DSD comparison to PCM.

[bbb]

Right but that does not mean there is no thought (cognitive) process required.

Sorry to butt in but IMHO, by the time you reach the "flow" stage, the thought process is no longer required, it has become an instantaneous thing. Before you even think, your body has started reacting to what the other side did. That's what separates the top dogs and the perennial also-rans.

 

[Kal Rubinson]

Perhaps there's misunderstanding over terms - as edorr has mentioned what I meant by 'thought' wasn't 'cognitive process' rather 'conscious thinking in language' or 'the voice in our head'. Does that help any? I didn't mean to say by 'unpremeditated' that we're unaware of cognition going on. I'll accept your clarification if you have a better way of describing 'unpremeditated'.

I wish I had one. There are legal definitions but, off the top of my head, premeditation might be equivalent to conscious cognition.

 

[LL21]

Yes, indeed you are correct I hope to also compare a NOS offering at the weekend if I can - a Metrum - still only 16/44 however & I know it has some shortcomings but it will give another datapoint.

Look forward to your observations!

 

[edorr]

I wish I had one. There are legal definitions but, off the top of my head, premeditation might be equivalent to conscious cognition.

Sounds like a reasonable definition. So if some cognition is subconscious the fact that a cognitive process takes place does not mean the response is premeditated, which is (if I understood correctly) what you originally asserted.

......."this is really not possible" (i.e. responding without premeditation)

If the congnition is subconscious, there is no premeditation, QED.

 

[Kal Rubinson]

Sounds like a reasonable definition. So if some cognition is subconscious the fact that a cognitive process takes place does not mean the response is premeditated, which is (if I understood correctly) what you originally asserted.

If the congnition is subconscious, there is no premeditation, QED.

Yes but that's my problem with the term premeditation.

 

[manisandher]

... nobody has a solution with what I term 'segmented current source dynamics' at higher resolutions.

Aren't the Metrum DACs 'segmented current source' and capable of handling 24 bits?

Incidentally, have you heard the Audial TDA1541A DAC up against your Phasure? Or the AMR CD-77?

The Audial no, but it looks very interesting. Not the CD-77 but the DP-777 very briefly and not in my environment. In any event, I will never comment on the sound of a component unless a) I'm sharing my thoughts on various rooms at a show, b) I've owned and lived with the component for a period of time.

**RECORDED INFORMATION:**
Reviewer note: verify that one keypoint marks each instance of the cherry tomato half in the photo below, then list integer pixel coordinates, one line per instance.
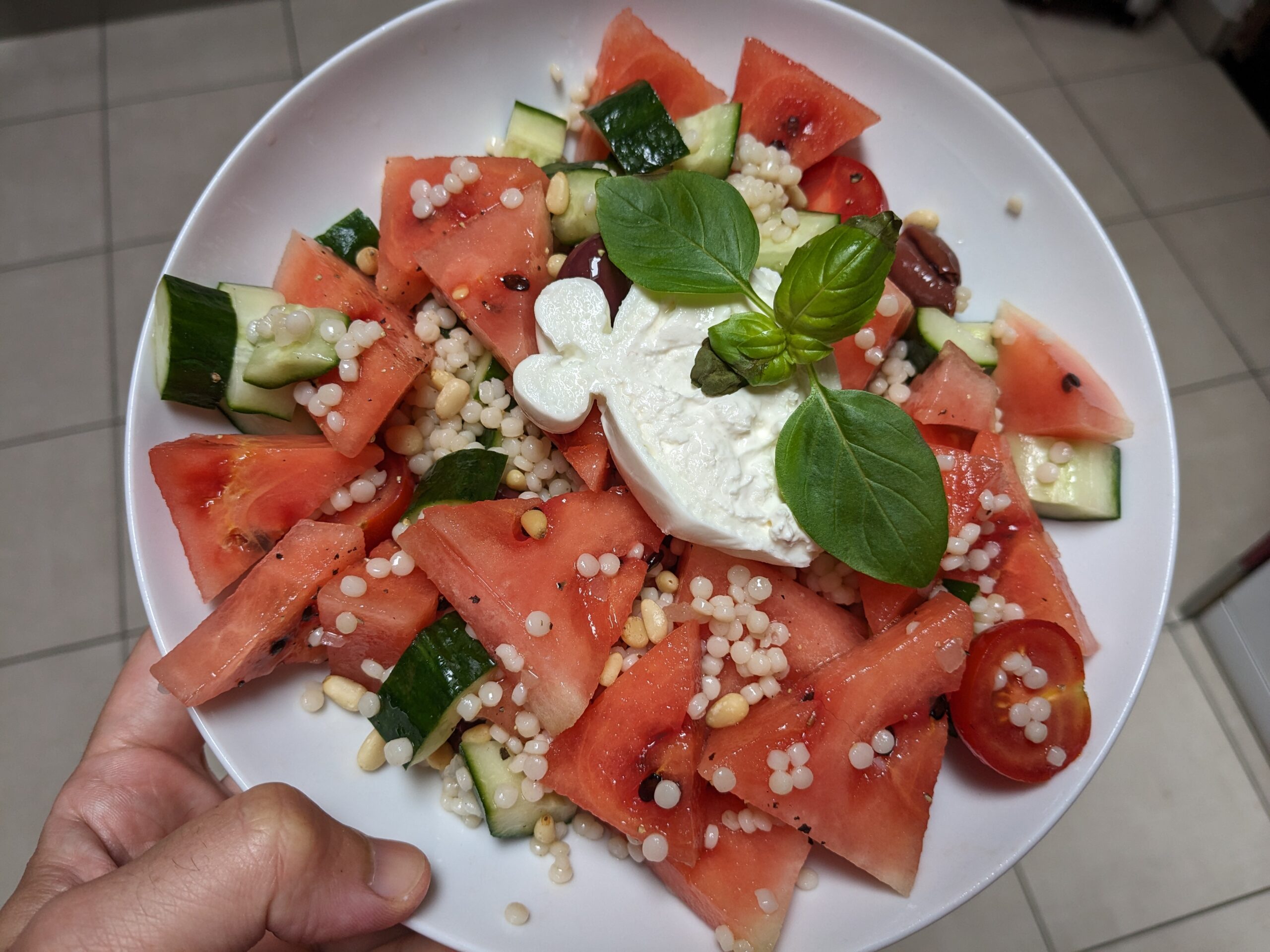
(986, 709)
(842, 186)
==
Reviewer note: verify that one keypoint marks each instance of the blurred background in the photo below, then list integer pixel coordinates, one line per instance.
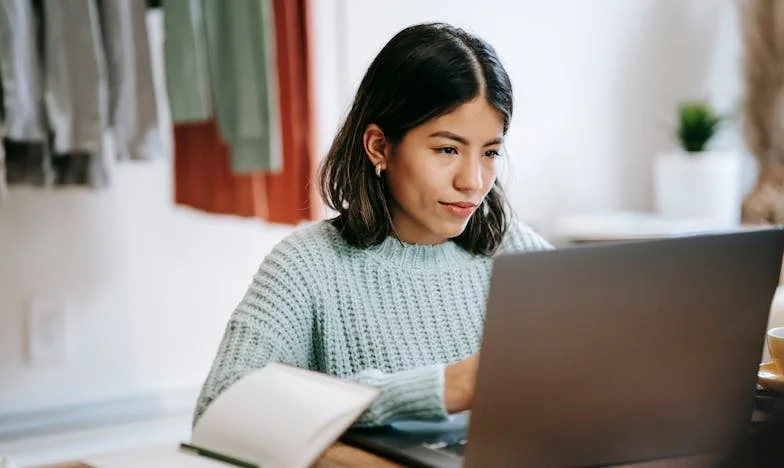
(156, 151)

**PROBLEMS TO WORK ON:**
1: Reproduce the thread from "Look forward to" to "responding without premeditation)".
2: For each statement, answer yes or no according to the thread and quote the words that decide it: (a) The Metrum DAC that one poster hopes to compare is limited to 16/44. (b) The reply to manisandher says the Audial TDA1541A DAC has been heard. (c) That same reply says the DP-777 was heard at length in the poster's own environment.
The records play no part in what follows.

**PROBLEM SOLUTIONS:**
1:
Look forward to your observations!

 

[edorr]

I wish I had one. There are legal definitions but, off the top of my head, premeditation might be equivalent to conscious cognition.

Sounds like a reasonable definition. So if some cognition is subconscious the fact that a cognitive process takes place does not mean the response is premeditated, which is (if I understood correctly) what you originally asserted.

......."this is really not possible" (i.e. responding without premeditation)

2:
(a) Yes: "a Metrum - still only 16/44 however"
(b) No: "The Audial no, but it looks very interesting."
(c) No: "the DP-777 very briefly and not in my environment"